上記写真は岩波書店の「漱石全集」です。全28巻、別巻一巻となります。凄い量なので本棚ではなくて積み上げています。この全集は古本でしか買えませんので、文庫本で筑摩書房版の漱石全集を紹介しておきます。文庫本は安くていいですね。

「現 和歌山市駅」
<和歌山駅>
 漱石は明治44年8月14日、大阪市北区今橋の「紫雲樓」を発ち、和歌山に向います。当時、大阪から和歌山に向うには、明治36年(1903)に開通した難波−和歌山(現 和歌山市駅)の南海鉄道しかありませんでした。国鉄(JR)の前身である阪和電気鉄道が天王寺−東和歌山(現 和歌山駅)間を開通させたのは昭和5年(1930)となります。当時の和歌山駅は現在の紀和駅です。
 「漱石全集 第二十巻」の日記9からです(明治44年)。
「 〔八月〕十四日〔月〕 快晴
 九時五十二分の汽車で和歌山に行く事にする。和歌山からすぐ電車で和歌の浦に着。…」

 南海鉄道の難波−和歌山(現 和歌山市駅)間は1時間50分、特等車両を連結していたようです。漱石が前日宿泊したのが今橋の「紫雲樓(心斎橋通り)」だったので、難波は比較的近くて乗車には丁度良かったのではないかとおもいます。

 夏目漱石の「行人(こうじん)」にも和歌山が描かれています。
「        十

 翌日朝の汽車で立った自分達は狭い列車のなかの食堂で昼飯を食った。「給仕がみんな女だから面白い。しかもなかなか別嬪がいますぜ、白いエプロンを掛けてね。是非中で昼飯をやって御覧なさい」と岡田が自分に注意したから、自分は皿を運んだりサイダーを注いだりする女をよく心づけて見た。しかし別にこれというほどの器量をもったものもいなかった。
 母と嫂は物珍らしそうに窓の外を眺めて、田舎めいた景色を賞し合った。実際|窓外の眺めは大阪を今離れたばかりの自分達には一つの変化であった。ことに汽車が海岸近くを走るときは、松の緑と海の藍とで、煙に疲れた眼に爽かな青色を射返した。木蔭から出たり隠れたりする屋根瓦の積み方も東京地方のものには珍らしかった。…

 停車場を出るとすぐそこに電車が待っていた。兄と自分は手提鞄を持ったまま婦人を扶けて急いでそれに乗り込んだ。
 電車は自分達四人が一度に這入っただけで、なかなか動き出さなかった。
「閑静な電車ですね」と自分が侮どるように云った。
「これなら妾達の荷物を乗っけてもよさそうだね」と母は停車場の方を顧みた。
 ところへ書物を持った書生体の男だの、扇を使う商人風の男だのが二三人前後して車台に上ってばらばらに腰をかけ始めたので、運転手はついに把手を動かし出した。

◆ ◆ ◆

#### 練習問題
**A.** 漱石と和歌山についての文章によると、阪和電気鉄道が天王寺−東和歌山間を開通させたのは何年ですか。
**B.** 漱石と和歌山についての文章を、最後の文のあとから書き継いでください。
このあとの各行は、漱石と和歌山についての文章とは別の資料です。

#### データ抜粋

◆ ◆ ◆

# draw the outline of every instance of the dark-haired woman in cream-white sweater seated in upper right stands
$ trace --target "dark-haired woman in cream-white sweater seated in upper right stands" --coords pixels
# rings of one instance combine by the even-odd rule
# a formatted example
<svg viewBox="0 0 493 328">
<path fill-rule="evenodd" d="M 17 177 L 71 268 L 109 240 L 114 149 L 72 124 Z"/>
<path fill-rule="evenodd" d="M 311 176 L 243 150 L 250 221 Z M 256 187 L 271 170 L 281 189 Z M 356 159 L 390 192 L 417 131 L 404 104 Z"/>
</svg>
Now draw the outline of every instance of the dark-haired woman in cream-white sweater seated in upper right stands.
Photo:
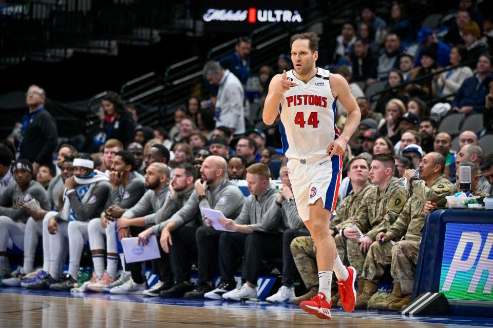
<svg viewBox="0 0 493 328">
<path fill-rule="evenodd" d="M 452 66 L 462 65 L 467 59 L 467 49 L 463 45 L 454 46 L 450 49 L 450 64 Z M 467 66 L 457 67 L 440 75 L 433 75 L 433 95 L 437 98 L 447 97 L 447 100 L 452 100 L 453 95 L 459 90 L 464 80 L 471 76 L 472 71 Z"/>
</svg>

◆ ◆ ◆

#### 本問の解答
**A.** 昭和5年(1930)です。

**B.**
 自分達は何だか市の外廓らしい淋しい土塀つづきの狭い町を曲って、二三度停留所を通り越した後、高い石垣の下にある濠を見た。濠の中には蓮が一面に青い葉を浮べていた。その青い葉の中に、点々と咲く紅の花が、落ちつかない自分達の眼をちらちらさせた。…」

 「行人」の内容は漱石の日記の内容そのものですね。「行人」は漱石が大正元年(明治45年)(1912)12月6日から翌年11月5日まで「朝日新聞」に連載された新聞小説です(4月から9月まで、病気のため中断しています)。和歌山を講演旅行で訪ねた翌年になります。日記も「行人」も和歌山市駅前から電車に乗っています。当時は和歌山水力電気株式会社が和歌山市駅−県庁前(後の市役所前)−和歌裏口−紀三井寺間(明治42年開業)を路面電車で運行していました。今で言う市電です。当時の軌道を下記の地図に記載しておきます。

写真は現在の「和歌山市駅」です。当時は南海の駅のみでしたが現在はJRの駅と共用になっています。当時の駅の写真を掲載しておきます(出典:「文書館だより 第31号」 平成23年7月 和歌山県立文書館)。

【夏目漱石(なつめそうせき)】
慶応3年(1867)、江戸牛込馬場下(現在の新宿区喜久井町)に生れる。帝国大学英文科卒。松山中学、五高等で英語を教え、英国に留学した。留学中は極度の神経症に悩まされたという。帰国後、一高、東大で教鞭をとる。1905(明治38)年、「吾輩は猫である」を発表し大評判となる。翌年には「坊っちゃん」「草枕」など次々と話題作を発表。'07年、東大を辞し、新聞社に入社して創作に専念。『三四郎』『それから』『行人』『こころ』等、日本文学史に輝く数々の傑作を著した。最後の大作『明暗』執筆中に胃潰瘍が悪化し永眠。享年50。(新潮文庫参照)

「望海楼跡」
<望海楼>
 漱石は和歌山市駅到着後、路面電車で和歌浦に向います。約6.5Kmの距離です。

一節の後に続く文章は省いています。